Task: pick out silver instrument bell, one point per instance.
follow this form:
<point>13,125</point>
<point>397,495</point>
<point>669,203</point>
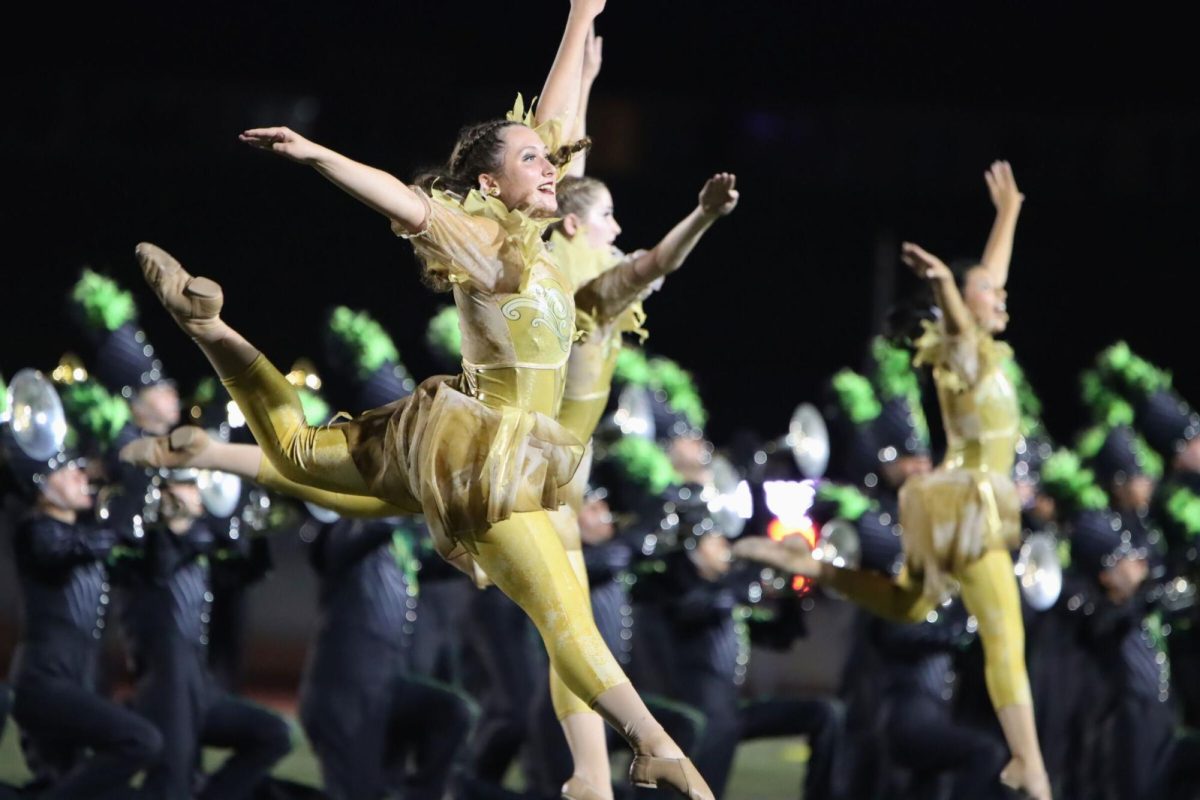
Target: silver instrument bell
<point>1039,572</point>
<point>809,440</point>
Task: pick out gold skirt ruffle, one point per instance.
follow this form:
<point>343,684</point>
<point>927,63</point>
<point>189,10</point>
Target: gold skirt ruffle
<point>467,464</point>
<point>952,517</point>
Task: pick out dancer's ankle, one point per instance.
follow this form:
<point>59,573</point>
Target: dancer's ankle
<point>654,741</point>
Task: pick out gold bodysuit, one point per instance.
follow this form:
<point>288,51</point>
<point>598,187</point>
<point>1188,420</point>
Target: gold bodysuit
<point>969,505</point>
<point>961,519</point>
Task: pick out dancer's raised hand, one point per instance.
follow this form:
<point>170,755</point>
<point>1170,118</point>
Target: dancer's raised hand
<point>285,142</point>
<point>925,265</point>
<point>593,56</point>
<point>591,8</point>
<point>719,196</point>
<point>1002,187</point>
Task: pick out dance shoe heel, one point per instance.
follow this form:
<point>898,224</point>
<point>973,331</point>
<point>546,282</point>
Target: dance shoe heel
<point>576,788</point>
<point>193,301</point>
<point>679,774</point>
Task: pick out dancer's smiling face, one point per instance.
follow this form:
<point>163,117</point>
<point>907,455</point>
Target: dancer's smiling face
<point>985,300</point>
<point>523,176</point>
<point>586,208</point>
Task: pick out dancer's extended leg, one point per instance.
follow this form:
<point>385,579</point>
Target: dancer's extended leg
<point>319,457</point>
<point>191,446</point>
<point>525,558</point>
<point>990,594</point>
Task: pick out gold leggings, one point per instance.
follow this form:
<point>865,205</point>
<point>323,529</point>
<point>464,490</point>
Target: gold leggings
<point>567,528</point>
<point>989,593</point>
<point>522,554</point>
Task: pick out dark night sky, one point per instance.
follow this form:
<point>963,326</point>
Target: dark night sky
<point>851,126</point>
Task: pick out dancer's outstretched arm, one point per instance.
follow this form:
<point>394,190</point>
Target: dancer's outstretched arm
<point>593,54</point>
<point>612,292</point>
<point>561,94</point>
<point>192,447</point>
<point>1007,198</point>
<point>718,198</point>
<point>381,191</point>
<point>946,294</point>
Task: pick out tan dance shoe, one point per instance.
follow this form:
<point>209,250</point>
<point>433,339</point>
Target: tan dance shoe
<point>679,774</point>
<point>193,302</point>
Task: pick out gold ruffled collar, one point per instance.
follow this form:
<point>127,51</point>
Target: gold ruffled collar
<point>579,262</point>
<point>931,349</point>
<point>522,232</point>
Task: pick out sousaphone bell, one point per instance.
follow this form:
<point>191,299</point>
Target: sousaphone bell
<point>1039,571</point>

━━━━

TASK DIRECTIONS: Looking at the listing above, which lines run from the one containing "<point>669,203</point>" through the one containing "<point>189,10</point>"? Print exactly those, ends included, pictures excluded.

EXPECTED OUTPUT:
<point>669,203</point>
Target: silver instrument bell
<point>1039,572</point>
<point>809,440</point>
Task: pick out gold skirt ruffle, one point per instance.
follow this form:
<point>343,684</point>
<point>927,63</point>
<point>189,10</point>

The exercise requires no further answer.